Records supplied:
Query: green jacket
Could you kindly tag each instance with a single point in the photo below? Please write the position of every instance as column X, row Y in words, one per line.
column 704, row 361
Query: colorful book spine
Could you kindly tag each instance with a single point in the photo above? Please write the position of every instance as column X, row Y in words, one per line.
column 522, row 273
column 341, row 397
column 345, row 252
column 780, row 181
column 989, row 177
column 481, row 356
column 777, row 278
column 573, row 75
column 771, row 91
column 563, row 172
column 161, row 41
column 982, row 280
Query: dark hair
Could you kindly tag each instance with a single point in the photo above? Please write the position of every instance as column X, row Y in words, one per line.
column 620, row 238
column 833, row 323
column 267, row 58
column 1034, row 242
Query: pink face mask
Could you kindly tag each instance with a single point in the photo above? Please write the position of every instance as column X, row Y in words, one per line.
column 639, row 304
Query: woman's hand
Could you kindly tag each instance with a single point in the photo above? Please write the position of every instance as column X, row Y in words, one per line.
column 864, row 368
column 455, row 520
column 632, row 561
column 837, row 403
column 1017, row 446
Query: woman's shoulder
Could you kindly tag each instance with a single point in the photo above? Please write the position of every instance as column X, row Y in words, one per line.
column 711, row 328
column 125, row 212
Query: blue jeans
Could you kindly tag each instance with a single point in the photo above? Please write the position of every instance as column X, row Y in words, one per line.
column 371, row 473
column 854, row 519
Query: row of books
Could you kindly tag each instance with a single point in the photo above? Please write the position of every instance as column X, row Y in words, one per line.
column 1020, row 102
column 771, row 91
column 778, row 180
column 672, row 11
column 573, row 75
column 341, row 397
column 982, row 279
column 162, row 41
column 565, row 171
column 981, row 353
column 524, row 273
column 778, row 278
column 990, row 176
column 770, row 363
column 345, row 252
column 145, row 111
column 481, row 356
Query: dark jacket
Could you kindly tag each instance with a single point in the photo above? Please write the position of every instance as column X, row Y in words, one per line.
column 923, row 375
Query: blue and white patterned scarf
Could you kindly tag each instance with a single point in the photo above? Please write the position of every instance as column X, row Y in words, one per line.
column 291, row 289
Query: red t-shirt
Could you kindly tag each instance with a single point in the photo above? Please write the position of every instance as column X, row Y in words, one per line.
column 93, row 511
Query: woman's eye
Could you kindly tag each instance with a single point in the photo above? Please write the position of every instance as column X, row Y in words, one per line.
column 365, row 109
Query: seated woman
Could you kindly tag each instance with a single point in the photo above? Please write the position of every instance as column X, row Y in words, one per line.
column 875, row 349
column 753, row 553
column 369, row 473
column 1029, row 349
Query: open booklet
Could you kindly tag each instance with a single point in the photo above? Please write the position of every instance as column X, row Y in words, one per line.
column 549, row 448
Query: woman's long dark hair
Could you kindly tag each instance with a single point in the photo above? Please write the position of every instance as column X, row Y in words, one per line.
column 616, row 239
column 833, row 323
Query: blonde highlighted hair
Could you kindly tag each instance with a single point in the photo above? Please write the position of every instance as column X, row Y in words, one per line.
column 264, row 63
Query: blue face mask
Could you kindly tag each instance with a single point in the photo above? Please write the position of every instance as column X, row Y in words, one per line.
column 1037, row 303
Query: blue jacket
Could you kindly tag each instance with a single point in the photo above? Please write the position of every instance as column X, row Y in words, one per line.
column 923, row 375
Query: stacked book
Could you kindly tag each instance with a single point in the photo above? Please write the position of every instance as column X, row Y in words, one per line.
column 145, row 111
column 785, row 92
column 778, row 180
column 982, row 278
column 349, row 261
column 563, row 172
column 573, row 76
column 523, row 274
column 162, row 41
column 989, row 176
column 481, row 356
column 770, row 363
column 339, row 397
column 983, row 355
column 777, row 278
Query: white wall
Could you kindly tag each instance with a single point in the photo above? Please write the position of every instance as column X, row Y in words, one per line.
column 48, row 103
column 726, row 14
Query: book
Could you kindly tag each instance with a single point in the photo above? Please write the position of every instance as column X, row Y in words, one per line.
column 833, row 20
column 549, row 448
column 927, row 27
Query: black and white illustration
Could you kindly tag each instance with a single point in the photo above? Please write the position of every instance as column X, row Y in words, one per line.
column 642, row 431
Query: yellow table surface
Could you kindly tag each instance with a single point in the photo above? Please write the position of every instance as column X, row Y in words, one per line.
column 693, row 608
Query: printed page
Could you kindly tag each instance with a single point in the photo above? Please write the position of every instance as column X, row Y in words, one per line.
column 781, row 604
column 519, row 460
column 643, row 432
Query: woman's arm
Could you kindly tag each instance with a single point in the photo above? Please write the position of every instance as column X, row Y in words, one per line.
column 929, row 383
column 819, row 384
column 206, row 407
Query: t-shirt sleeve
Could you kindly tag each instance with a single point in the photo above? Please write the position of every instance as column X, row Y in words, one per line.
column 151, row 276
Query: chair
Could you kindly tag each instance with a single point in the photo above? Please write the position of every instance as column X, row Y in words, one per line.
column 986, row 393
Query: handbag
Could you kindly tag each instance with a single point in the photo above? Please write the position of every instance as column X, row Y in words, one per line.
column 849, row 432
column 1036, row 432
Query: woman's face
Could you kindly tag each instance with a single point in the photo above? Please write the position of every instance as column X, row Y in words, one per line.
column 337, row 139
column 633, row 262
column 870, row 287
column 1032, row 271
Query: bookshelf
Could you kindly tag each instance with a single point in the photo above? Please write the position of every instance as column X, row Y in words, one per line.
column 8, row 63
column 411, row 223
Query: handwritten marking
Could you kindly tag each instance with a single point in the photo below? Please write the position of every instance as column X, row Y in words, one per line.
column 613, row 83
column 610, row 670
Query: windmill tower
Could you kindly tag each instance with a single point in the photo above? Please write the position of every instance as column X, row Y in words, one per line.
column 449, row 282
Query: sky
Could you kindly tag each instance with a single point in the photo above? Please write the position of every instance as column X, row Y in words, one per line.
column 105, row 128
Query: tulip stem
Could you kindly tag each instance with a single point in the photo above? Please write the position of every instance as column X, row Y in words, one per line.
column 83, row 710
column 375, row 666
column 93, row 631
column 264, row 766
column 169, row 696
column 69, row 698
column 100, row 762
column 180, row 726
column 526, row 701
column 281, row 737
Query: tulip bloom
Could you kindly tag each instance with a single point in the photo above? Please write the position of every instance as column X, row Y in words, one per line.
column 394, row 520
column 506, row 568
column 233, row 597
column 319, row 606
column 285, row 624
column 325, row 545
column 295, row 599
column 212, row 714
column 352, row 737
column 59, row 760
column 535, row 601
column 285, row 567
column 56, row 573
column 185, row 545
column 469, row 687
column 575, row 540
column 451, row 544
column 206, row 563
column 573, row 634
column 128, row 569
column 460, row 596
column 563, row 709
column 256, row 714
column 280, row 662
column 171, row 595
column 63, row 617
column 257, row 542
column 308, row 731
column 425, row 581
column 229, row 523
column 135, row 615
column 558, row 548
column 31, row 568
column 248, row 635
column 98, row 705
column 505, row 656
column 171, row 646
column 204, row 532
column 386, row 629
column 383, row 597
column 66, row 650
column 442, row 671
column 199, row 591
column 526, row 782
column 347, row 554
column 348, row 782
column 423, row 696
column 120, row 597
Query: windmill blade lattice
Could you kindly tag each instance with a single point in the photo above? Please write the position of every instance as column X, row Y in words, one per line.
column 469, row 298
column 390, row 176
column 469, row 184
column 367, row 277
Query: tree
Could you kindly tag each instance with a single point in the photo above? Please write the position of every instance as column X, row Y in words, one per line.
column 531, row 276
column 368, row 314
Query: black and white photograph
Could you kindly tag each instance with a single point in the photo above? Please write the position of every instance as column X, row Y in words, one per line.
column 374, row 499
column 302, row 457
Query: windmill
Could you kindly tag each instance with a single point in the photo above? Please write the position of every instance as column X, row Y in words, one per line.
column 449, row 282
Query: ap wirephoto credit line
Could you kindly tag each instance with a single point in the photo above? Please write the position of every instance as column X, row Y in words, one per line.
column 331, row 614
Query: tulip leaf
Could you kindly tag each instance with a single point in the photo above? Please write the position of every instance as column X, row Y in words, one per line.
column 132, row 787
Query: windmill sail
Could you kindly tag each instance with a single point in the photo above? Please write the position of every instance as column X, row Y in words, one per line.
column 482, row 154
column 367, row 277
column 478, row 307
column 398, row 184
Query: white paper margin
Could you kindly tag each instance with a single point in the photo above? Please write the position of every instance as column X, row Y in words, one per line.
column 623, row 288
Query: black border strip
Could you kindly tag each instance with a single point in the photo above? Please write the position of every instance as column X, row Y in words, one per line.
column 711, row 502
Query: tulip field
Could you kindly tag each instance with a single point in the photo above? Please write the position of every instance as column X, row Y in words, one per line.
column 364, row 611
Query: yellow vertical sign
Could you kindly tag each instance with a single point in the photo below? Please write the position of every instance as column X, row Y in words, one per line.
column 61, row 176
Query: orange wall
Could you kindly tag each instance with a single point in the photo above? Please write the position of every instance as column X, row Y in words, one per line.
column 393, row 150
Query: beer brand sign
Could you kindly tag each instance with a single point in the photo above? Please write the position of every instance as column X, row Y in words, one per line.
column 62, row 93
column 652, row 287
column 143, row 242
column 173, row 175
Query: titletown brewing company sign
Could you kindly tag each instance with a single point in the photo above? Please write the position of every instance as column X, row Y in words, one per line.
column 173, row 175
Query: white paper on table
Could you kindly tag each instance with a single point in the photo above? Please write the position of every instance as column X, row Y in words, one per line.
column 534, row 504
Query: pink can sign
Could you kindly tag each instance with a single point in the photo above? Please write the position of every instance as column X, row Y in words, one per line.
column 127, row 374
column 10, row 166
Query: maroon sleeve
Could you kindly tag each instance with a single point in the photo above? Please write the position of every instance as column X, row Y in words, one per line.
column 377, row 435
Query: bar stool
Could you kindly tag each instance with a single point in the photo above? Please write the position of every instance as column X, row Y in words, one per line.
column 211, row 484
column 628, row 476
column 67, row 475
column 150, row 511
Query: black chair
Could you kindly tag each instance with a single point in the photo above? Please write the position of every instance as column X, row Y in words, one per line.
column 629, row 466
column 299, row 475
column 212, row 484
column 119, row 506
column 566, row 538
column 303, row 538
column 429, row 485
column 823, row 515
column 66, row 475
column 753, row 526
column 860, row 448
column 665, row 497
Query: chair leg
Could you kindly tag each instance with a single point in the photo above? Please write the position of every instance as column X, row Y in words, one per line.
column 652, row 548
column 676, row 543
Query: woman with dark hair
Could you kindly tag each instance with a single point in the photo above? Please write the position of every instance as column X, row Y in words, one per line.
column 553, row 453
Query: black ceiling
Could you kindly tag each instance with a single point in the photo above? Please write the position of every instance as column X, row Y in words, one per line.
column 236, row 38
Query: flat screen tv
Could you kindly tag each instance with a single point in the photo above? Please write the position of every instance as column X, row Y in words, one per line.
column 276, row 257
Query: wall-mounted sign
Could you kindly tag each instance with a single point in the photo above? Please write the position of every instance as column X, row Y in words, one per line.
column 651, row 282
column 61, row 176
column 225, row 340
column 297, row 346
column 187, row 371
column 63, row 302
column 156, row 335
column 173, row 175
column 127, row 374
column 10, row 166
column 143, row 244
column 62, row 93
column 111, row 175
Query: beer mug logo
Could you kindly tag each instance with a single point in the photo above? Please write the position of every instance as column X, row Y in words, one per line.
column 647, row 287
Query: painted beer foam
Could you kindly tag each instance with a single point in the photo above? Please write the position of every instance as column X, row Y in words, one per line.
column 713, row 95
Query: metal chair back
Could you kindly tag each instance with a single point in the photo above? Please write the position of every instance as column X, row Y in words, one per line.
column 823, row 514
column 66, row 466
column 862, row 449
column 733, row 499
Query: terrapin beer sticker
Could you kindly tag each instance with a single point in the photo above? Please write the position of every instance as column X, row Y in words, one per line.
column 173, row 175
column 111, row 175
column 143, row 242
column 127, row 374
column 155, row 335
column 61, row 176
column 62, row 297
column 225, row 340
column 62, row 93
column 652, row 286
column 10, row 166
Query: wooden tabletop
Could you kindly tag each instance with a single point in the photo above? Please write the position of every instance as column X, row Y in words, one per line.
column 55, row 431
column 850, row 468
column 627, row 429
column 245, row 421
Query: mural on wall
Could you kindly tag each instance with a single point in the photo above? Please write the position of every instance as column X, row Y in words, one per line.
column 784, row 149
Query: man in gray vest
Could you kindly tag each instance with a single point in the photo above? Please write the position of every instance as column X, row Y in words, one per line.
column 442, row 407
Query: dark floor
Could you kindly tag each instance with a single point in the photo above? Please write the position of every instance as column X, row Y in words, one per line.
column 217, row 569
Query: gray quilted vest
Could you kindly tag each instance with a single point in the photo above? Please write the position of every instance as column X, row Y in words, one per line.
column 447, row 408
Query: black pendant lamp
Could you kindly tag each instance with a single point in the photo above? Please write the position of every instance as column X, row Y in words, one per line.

Challenge:
Repeat the material word for word, from its first line through the line containing "column 854, row 519", including both of those lines.

Answer for this exercise:
Query: green jacket
Could you kindly tag each instance with a single point in the photo below? Please write the position of every instance as column X, row Y in words, one per line.
column 704, row 361
Query: colorful book spine
Could you kindly tag each instance with a single point in the photo above? Please write the position of every instance as column X, row Y in words, one per line.
column 522, row 273
column 341, row 397
column 345, row 252
column 780, row 181
column 989, row 177
column 481, row 356
column 777, row 278
column 573, row 75
column 771, row 91
column 563, row 172
column 161, row 41
column 982, row 280
Query: dark hair
Could you kindly tag each instance with a single point in the photo above? Please write the position of every instance as column X, row Y in words, one per line.
column 620, row 238
column 833, row 323
column 267, row 58
column 1034, row 242
Query: pink face mask
Could you kindly tag each instance with a single point in the photo above? Please write the position of every instance as column X, row Y in words, one per line.
column 639, row 304
Query: woman's hand
Could you kindly tag each instance with a single point in the photo above? Please write the position of every instance as column X, row Y in words, one per line.
column 864, row 368
column 455, row 520
column 632, row 561
column 837, row 403
column 1017, row 446
Query: woman's shoulder
Could you kindly tag each instance with a single point in the photo above? Please write the position of every instance as column X, row Y in words, one per line.
column 711, row 328
column 125, row 212
Query: blue jeans
Could you kindly tag each instance with a single point in the photo above? Please write the position of every instance as column X, row Y in words, one per line.
column 371, row 473
column 854, row 519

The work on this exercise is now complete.